(PROBLEM DESCRIPTION) Can you write out every record again, swapping "Recorded points" for "Marked points" and leaving everything else unchanged?

(PROVIDED RECORDS)

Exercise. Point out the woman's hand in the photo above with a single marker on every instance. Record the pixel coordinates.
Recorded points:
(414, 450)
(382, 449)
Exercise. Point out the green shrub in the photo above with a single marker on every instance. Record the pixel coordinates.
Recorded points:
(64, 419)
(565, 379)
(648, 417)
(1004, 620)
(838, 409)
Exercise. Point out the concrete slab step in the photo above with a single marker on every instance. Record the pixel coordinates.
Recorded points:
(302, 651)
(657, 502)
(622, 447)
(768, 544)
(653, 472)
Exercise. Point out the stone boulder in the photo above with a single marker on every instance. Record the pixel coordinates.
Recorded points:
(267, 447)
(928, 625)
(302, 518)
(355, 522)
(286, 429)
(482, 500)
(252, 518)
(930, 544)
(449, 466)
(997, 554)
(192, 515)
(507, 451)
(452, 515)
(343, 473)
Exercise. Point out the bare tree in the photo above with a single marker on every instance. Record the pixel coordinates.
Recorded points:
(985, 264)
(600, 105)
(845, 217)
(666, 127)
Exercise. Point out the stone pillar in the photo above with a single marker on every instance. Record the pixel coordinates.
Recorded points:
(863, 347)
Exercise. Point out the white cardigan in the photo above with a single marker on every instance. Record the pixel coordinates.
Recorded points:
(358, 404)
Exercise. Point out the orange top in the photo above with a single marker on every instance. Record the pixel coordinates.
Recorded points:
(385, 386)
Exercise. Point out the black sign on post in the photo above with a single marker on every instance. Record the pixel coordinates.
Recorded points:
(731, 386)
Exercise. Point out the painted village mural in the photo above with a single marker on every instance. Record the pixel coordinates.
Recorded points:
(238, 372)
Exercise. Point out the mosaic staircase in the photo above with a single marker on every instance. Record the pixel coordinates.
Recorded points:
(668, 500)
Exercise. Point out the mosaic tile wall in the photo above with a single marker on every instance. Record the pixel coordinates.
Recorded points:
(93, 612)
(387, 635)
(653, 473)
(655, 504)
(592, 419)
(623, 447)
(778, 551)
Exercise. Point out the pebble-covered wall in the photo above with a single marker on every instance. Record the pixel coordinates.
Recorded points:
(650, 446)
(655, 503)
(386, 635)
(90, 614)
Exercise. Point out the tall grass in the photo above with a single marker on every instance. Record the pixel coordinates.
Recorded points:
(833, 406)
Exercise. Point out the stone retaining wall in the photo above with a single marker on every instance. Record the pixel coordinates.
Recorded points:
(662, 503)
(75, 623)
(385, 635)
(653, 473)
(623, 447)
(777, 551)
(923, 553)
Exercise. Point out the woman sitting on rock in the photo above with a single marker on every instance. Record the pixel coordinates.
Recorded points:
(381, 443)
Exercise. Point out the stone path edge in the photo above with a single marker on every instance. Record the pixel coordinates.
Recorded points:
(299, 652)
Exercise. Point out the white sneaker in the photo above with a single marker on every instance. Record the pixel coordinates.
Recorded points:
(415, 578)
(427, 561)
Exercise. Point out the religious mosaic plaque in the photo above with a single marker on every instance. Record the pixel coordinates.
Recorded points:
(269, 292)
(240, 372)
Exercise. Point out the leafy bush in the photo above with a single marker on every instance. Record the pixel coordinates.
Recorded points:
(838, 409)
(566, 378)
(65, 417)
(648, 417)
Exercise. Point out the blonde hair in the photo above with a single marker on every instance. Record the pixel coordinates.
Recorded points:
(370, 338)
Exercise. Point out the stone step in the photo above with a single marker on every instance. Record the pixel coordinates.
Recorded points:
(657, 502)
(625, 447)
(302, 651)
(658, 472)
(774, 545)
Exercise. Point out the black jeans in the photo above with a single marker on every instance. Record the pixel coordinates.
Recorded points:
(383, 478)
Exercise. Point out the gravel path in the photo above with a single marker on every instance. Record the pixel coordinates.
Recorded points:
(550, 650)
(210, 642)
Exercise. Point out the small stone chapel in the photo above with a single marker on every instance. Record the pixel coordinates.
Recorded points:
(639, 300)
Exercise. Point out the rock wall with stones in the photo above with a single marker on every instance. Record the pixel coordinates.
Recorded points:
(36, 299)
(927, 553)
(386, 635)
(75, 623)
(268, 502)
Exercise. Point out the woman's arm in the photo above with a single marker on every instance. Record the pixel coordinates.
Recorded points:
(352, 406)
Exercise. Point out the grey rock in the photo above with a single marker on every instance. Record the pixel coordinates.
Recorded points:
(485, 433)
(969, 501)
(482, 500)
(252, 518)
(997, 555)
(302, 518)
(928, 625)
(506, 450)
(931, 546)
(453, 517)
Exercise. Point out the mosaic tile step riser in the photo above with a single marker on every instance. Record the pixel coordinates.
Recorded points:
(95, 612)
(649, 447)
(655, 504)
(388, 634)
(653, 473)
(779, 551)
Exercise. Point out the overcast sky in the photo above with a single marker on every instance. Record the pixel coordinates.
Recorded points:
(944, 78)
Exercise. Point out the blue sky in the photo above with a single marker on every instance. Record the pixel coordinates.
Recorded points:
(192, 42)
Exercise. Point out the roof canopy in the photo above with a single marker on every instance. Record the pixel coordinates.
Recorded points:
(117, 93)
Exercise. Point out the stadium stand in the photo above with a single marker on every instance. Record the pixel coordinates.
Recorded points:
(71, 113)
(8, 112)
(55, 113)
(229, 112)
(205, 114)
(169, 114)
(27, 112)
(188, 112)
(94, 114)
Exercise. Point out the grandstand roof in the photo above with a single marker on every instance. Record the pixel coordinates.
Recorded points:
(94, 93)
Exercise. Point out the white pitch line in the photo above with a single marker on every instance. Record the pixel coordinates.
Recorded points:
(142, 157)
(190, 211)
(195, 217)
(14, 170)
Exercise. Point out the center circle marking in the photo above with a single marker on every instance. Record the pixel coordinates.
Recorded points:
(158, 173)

(OUTPUT)
Exercise. Point out the woman's hand in the photo above with a single marker on every instance. Record the pixel coordinates.
Marked points:
(414, 450)
(382, 449)
Exercise. Point out the green shrub in the photo above with a single marker on every instance. Record the pixel coordinates.
Marked points:
(64, 419)
(565, 379)
(648, 417)
(1004, 620)
(838, 409)
Exercise. Point out the concrete slab step in the photo above with a single marker on every instance. Record the pixel coordinates.
Marked points:
(302, 651)
(657, 502)
(622, 447)
(768, 544)
(653, 472)
Exercise. Point out the stone boulder in the photo above with a single marker on every instance. Record the pixel coordinates.
Marked points:
(267, 447)
(928, 625)
(302, 518)
(355, 522)
(286, 429)
(482, 500)
(252, 518)
(930, 544)
(449, 466)
(997, 554)
(192, 515)
(507, 451)
(452, 515)
(343, 473)
Exercise. Point out the bare tree in the photo above with a single marker on every instance. Record the pixel coordinates.
Marked points:
(985, 264)
(600, 105)
(845, 217)
(666, 127)
Exercise. Point out the stone pillar in the photo above with a single marker on every instance. Record the pixel coordinates.
Marked points:
(863, 347)
Exercise. Point out the white cardigan in the photo above with a single marker on every instance. Record the pixel coordinates.
Marked points:
(358, 404)
Exercise. Point out the orange top in the photo above with a single marker on every instance. Record the pixel coordinates.
Marked points:
(385, 386)
Exercise. Point out the black sign on post in the photo above with a single marker on every instance. Record the pixel coordinates.
Marked points:
(731, 386)
Exercise. Point out the painted village mural in the photo above with a single marker on every instance. Record the pixel coordinates.
Marked points:
(238, 372)
Exercise. Point out the mosaic staircase in the photo above with a single marker on every instance. Record the pixel coordinates.
Marked points:
(668, 500)
Exercise. Point out the mosaic tile wall in the photo above with a single marker on every instance. Record the pixel coordinates.
Marked points:
(93, 612)
(387, 635)
(653, 473)
(655, 504)
(592, 419)
(623, 447)
(778, 551)
Exercise. Point out the pebble-covered wall in the photo above with a single marker on every instance. Record the pixel coordinates.
Marked points:
(650, 446)
(655, 503)
(386, 635)
(90, 614)
Exercise. Point out the tall grass in the photo above with a single marker on every instance. Record the pixel coordinates.
Marked points:
(833, 406)
Exercise. Point out the stone retaining wall in the photo above with a single marker on every instance. Record the pixel coordinates.
Marked points:
(662, 503)
(75, 623)
(385, 635)
(653, 473)
(623, 447)
(777, 551)
(923, 553)
Exercise. Point out the woman sitting on rock in the photo above with a single marker on every instance. Record the pixel coordinates.
Marked points:
(381, 443)
Exercise. Point out the stone path edge in the photo above with a single marker on every instance. Record the pixel coordinates.
Marked points:
(299, 652)
Exercise. Point out the white sneaker in the photo above with a single marker on every instance. Record the pixel coordinates.
Marked points:
(415, 578)
(427, 561)
Exercise. Point out the religious mosaic plaque in the photo above with a single marker on every instance. Record the pixel coordinates.
Marked points:
(269, 292)
(240, 372)
Exercise. Point out the leafy bush in the photo above with a single marker on every instance. Record the pixel coordinates.
Marked points:
(838, 409)
(566, 378)
(65, 417)
(648, 417)
Exercise. Point out the blonde hair in the photo above with a single marker on every instance. Record the pixel coordinates.
Marked points:
(370, 338)
Exercise. Point out the stone step in the photo above with a single marker on every instance. Record the pixel coordinates.
Marked points:
(657, 502)
(625, 447)
(302, 651)
(658, 472)
(774, 545)
Exercise. Point out the black jeans in the photo above with a single marker on every instance. Record the pixel coordinates.
Marked points:
(383, 478)
Exercise. Point out the gravel path in the photo above with a single marker on every instance. Record the pixel coordinates.
Marked points:
(550, 650)
(210, 642)
Exercise. Point out the small stone chapel in the photo above with a single marker on every instance. Record the pixel coordinates.
Marked points:
(639, 300)
Exercise. Point out the rock wall with stones in the photo above with a single marker on every instance. Record the pixel coordinates.
Marked points:
(36, 299)
(927, 553)
(386, 635)
(75, 623)
(268, 502)
Exercise. Point out the woman's arm in the photo above with a single marker on every instance. Record the pixel coordinates.
Marked points:
(352, 406)
Exercise. Point out the grey rock in the photo above with a single marker on every instance. Record the pixel coordinates.
Marked points:
(485, 433)
(969, 501)
(482, 500)
(252, 518)
(997, 555)
(302, 518)
(928, 625)
(506, 450)
(931, 546)
(453, 517)
Exercise. Point out the mosaic tile step riser in the photo above with a single marker on every instance. Record the pixel coordinates.
Marked points:
(95, 612)
(649, 447)
(655, 504)
(388, 634)
(653, 473)
(779, 551)
Exercise. Point out the overcast sky in the photo above with a single marker on every instance. Record the pixel coordinates.
Marked points:
(944, 78)
Exercise. Point out the blue sky in the photo above with a single marker on every instance. Record the pixel coordinates.
Marked points:
(192, 42)
Exercise. Point out the roof canopy in the photo above with a single marker on every instance. Record the pixel coordinates.
Marked points:
(117, 93)
Exercise. Point out the stadium stand in the photo above with a single marker on every instance. Record the pixel coordinates.
Marked points:
(71, 113)
(8, 112)
(55, 113)
(229, 112)
(205, 114)
(169, 114)
(27, 112)
(188, 112)
(94, 114)
Exercise. Point out the grandstand roof in the photo above with a single marker on every instance. Record the pixel coordinates.
Marked points:
(94, 93)
Exercise. Point out the white pitch line in the photo above with a single marker on every instance. Record the pixel coordinates.
Marked points:
(142, 157)
(190, 211)
(195, 217)
(14, 170)
Exercise. Point out the center circle marking in the photo above with a single marker on every instance. Record the pixel coordinates.
Marked points:
(158, 173)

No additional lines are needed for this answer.